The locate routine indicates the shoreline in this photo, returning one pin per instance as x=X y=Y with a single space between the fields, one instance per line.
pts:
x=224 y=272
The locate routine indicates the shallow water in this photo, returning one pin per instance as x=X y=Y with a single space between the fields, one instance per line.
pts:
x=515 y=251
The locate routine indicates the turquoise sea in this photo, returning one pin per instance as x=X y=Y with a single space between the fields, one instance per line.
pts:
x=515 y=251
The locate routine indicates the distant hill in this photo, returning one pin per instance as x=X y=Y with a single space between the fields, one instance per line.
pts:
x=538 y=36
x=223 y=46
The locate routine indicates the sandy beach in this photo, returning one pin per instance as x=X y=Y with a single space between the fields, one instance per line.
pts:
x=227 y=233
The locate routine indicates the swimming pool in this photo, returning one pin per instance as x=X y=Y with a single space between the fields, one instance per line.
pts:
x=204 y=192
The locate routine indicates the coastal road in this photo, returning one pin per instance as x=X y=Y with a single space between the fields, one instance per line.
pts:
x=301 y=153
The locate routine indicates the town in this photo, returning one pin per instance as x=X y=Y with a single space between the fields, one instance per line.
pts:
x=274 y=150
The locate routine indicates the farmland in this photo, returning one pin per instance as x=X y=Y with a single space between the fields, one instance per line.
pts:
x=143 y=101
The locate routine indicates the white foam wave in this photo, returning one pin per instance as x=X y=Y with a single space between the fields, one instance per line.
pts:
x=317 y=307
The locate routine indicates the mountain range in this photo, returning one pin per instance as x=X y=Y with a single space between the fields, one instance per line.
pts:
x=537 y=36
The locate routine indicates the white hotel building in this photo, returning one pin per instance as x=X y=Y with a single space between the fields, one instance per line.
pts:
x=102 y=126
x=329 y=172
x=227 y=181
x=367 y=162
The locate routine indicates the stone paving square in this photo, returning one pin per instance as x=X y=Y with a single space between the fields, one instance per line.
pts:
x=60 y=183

==

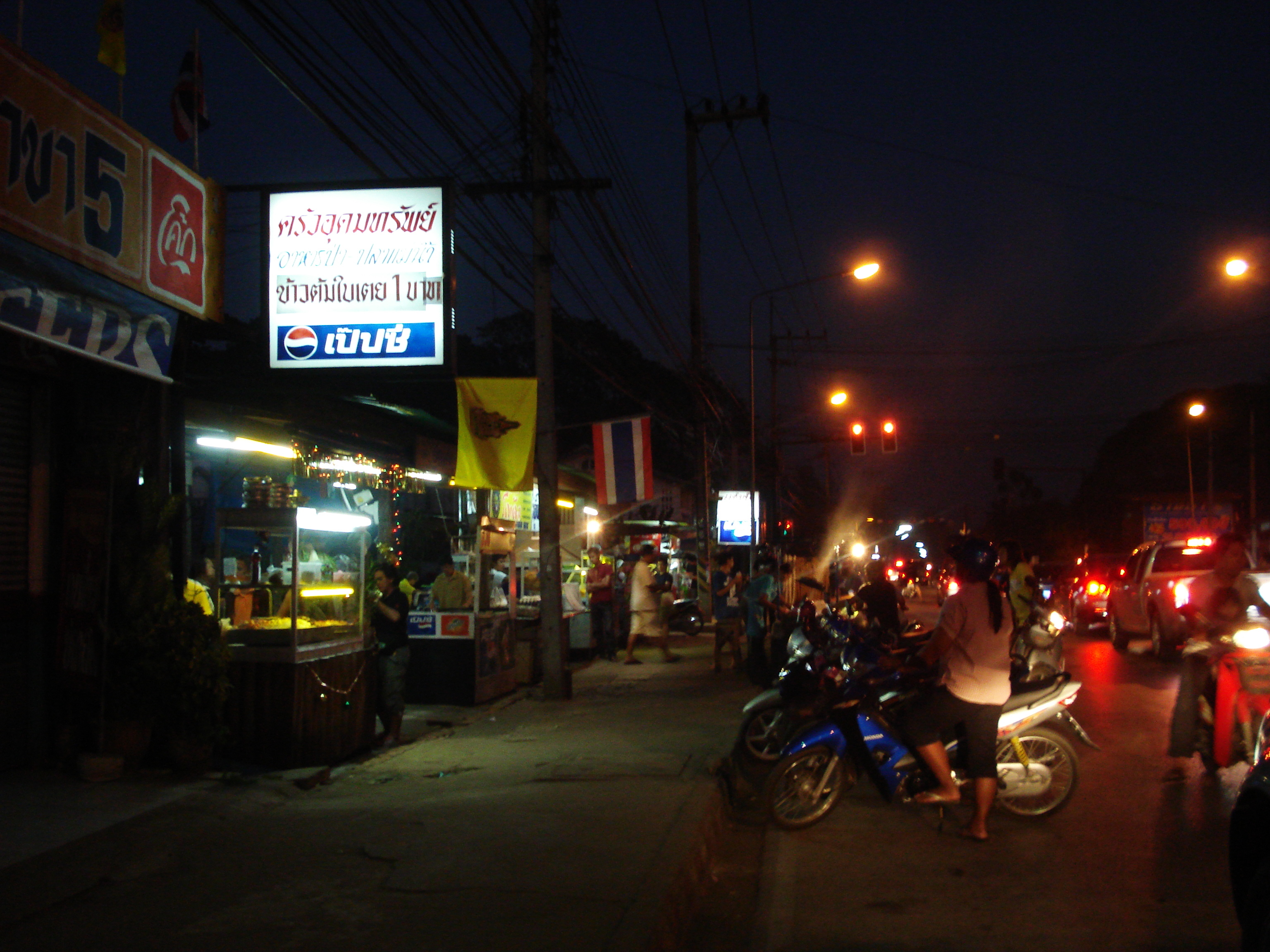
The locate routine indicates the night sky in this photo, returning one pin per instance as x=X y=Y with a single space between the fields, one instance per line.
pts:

--

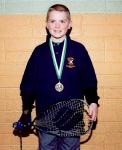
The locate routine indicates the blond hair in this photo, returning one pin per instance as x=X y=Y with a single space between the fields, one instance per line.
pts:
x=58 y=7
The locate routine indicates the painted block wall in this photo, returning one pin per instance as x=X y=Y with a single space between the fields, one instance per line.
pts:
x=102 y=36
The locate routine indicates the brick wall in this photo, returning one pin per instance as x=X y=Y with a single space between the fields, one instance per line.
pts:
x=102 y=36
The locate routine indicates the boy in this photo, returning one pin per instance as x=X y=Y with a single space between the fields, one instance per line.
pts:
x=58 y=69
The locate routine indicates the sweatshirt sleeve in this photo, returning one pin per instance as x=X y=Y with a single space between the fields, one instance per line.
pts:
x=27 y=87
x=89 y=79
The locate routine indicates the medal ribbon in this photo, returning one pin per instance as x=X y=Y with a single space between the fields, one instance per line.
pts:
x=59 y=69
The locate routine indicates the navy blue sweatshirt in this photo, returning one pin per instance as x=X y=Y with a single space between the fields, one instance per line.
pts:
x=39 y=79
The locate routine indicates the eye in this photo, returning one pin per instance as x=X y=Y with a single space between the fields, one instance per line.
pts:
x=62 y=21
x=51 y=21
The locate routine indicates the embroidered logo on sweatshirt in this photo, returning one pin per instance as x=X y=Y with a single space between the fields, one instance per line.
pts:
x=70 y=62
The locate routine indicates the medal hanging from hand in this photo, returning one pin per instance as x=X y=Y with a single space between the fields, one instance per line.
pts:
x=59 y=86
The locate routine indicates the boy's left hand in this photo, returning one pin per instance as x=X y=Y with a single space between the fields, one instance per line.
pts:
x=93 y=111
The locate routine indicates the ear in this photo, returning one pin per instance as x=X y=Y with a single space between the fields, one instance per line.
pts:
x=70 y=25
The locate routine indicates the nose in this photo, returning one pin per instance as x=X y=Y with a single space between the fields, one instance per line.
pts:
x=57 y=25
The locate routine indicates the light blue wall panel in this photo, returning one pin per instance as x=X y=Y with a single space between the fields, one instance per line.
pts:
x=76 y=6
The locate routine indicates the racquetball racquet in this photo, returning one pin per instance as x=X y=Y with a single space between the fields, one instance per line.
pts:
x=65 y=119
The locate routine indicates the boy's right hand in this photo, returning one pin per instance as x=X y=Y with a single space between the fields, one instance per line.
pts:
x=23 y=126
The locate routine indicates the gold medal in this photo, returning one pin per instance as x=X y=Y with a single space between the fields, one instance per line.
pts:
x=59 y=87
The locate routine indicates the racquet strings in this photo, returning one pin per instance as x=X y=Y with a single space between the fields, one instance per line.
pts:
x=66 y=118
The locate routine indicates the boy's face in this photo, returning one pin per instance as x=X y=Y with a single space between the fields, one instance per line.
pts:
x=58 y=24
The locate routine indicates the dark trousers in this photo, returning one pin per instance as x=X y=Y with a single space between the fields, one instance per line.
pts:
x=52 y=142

What you need to do ▸ Write out everything from the line containing "The locate routine indicates the town" down to the line containing "x=367 y=162", putting "cropland" in place of "farmland" and leaving all else unchanged.

Exercise output ▸
The locate routine indicates the town in this photo, returning one pin per instance as x=X y=Y with a single space between the fields, one instance per line.
pts:
x=274 y=150
The locate routine indicates the cropland in this photo, returning one pin per instance as x=X y=Y with a single space between the fields, one instance per line.
pts:
x=143 y=101
The locate routine indicates the white foam wave in this photo, returning one pin per instance as x=X y=Y with a single space between the fields, one instance per line.
pts:
x=317 y=307
The locate routine indicates the mountain range in this photo, returning one pin per instance as x=X y=Y with a single space between the fields, one instance per line.
pts:
x=537 y=36
The locate routine indicates the white hotel building in this photo, returning one pin per instance as x=X y=Y with a single space between the fields, one instance per line.
pts:
x=102 y=126
x=329 y=172
x=227 y=181
x=367 y=162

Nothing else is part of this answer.